Desde que abri a torneira da Fonte das Virtudes, tenho evitado escrever sobre jornais. À uma, não me apetece. Às duas, particularmente se o assunto é algum pormenor específico de um determinado título, corro o risco (talvez com justiça) de parecer presunçoso. Escrever para aqui, com alguma rédea livre e impulsivamente, tantas vezes, facilita erros desses. Mas agora não resisto, motivado pelas mais recentes ofensivas da imprensa tablóide, que considero ser, sob garrida máscara, um dos lados mais negros da actividade jornalística. Pelo que representa, pelas mentalidades que ajuda a deformar, pelo estereótipo erróneo que produz da classe.
O que aqui me traz é simples. É por causa do que andam a fazer à custa do Zé Maria (sim, o que venceu o primeiro de todos os “big brothers”). Primeiras páginas integralmente preenchidas com o rapaz, porque tentou atirar-se da ponte, porque andou a correr nu pelas ruas de Lisboa, porque foi internado num serviço de psiquiatria. Páginas inteiras lá dentro, com depoimentos ao quilo, demonstrações de solidariedade para o microfone, explicações técnicas por parte de quem nem a técnica da fala domina. Até andaram atrás da família do moço, fotografaram-na a entrar no carro, a chegar ao hospital, a sair do hospital... Até os gatos do Zé Maria foram impressos em edições de generosa tiragem. Primeiro, criaram o mito a partir do zero. Depois, abandonaram-no, quando deixou de ser chamariz para a venda de papel. Agora, voltam a agarrar-se a ele, explorando até à derradeira gota o sumo negro de um drama pessoal, de viabilidade comercial eventualmente superior à dos tempos em que tudo era florido. A miséria, num país de miseráveis, vende sempre mais papel do que a fartura.
Dirão alguns que é este o curso natural das coisas. Em Inglaterra é bem pior e eles são muito mais desenvolvidos, dirão. É isto que o povo quer, dirão. Digo eu que essas desculpas de mau pagador não anulam o processo destrutivo que corre em frente aos nossos olhos e vamos aceitando com um generalizado encolher de ombros. Não sei o que me entristece mais. Se vender papel desta forma se comprar desse papel. Cada vez mais. É um fenómeno do Portugal abúlico que se vai desenvolvendo. Um fenómeno muito mau.

> DESCRIÇÃO DO PROBLEMA:
Responda, por favor, a estas perguntas sobre o texto acerca da imprensa tablóide:
1. Desde que abriu a torneira de quê o autor tem evitado escrever sobre jornais?
2. Por que ruas andou o Zé Maria a correr nu?
3. Que país, segundo o que "dirão alguns", é um caso bem pior?

Dados de ancoragem de objetos em linguagem natural:
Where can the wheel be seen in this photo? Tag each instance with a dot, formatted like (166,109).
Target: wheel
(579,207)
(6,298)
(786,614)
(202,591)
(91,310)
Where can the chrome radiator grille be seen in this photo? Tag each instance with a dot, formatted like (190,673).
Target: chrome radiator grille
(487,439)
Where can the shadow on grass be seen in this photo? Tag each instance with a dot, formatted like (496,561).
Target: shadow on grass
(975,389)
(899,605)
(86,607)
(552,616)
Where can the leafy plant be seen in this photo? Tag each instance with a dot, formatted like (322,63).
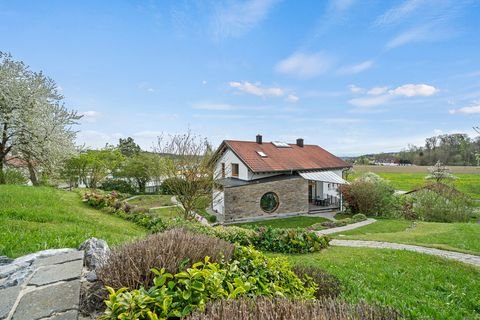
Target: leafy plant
(178,295)
(129,266)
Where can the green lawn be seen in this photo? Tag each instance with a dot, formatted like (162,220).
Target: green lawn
(151,201)
(38,218)
(462,237)
(293,222)
(420,286)
(468,183)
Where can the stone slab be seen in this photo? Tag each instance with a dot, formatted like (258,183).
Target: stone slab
(47,301)
(69,315)
(58,272)
(59,258)
(8,297)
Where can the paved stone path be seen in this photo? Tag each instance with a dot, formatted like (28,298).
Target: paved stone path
(462,257)
(347,227)
(44,285)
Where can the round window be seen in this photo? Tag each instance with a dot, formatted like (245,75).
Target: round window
(269,202)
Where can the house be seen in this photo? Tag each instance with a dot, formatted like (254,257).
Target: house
(264,179)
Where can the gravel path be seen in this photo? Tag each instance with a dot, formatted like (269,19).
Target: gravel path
(462,257)
(347,227)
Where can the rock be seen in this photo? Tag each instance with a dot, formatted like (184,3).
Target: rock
(7,300)
(49,300)
(5,260)
(91,276)
(57,272)
(96,252)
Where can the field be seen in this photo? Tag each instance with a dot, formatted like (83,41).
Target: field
(461,237)
(293,222)
(33,219)
(420,286)
(409,177)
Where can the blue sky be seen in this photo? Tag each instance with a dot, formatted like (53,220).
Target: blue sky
(351,76)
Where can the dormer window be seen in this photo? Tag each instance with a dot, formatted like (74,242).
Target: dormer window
(234,169)
(280,144)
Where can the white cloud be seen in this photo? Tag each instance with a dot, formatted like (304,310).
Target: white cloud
(367,102)
(414,90)
(357,68)
(399,13)
(305,65)
(257,89)
(90,116)
(475,109)
(377,96)
(375,91)
(292,98)
(238,17)
(356,89)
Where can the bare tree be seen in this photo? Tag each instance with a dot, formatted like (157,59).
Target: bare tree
(188,169)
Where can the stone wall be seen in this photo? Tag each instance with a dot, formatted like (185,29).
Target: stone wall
(244,201)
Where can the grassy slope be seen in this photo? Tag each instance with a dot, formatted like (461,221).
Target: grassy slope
(462,237)
(418,285)
(468,183)
(33,219)
(293,222)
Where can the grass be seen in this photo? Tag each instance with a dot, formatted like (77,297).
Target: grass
(468,183)
(151,201)
(418,285)
(461,237)
(284,223)
(39,218)
(169,213)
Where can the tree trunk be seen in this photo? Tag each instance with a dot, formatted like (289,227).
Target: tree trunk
(33,174)
(2,175)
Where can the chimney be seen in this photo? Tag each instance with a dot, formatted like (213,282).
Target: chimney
(300,142)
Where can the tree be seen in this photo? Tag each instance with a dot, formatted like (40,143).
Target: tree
(440,173)
(188,169)
(92,166)
(128,147)
(34,123)
(139,169)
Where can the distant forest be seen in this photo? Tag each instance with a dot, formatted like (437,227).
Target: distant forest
(451,149)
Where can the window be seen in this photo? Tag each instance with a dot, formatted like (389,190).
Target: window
(234,169)
(269,202)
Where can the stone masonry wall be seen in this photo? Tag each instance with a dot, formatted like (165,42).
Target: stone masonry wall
(244,201)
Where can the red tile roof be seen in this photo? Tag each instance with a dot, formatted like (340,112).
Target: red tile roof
(308,157)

> SOLUÇÃO:
1. Da Fonte das Virtudes.
2. Pelas ruas de Lisboa.
3. Inglaterra.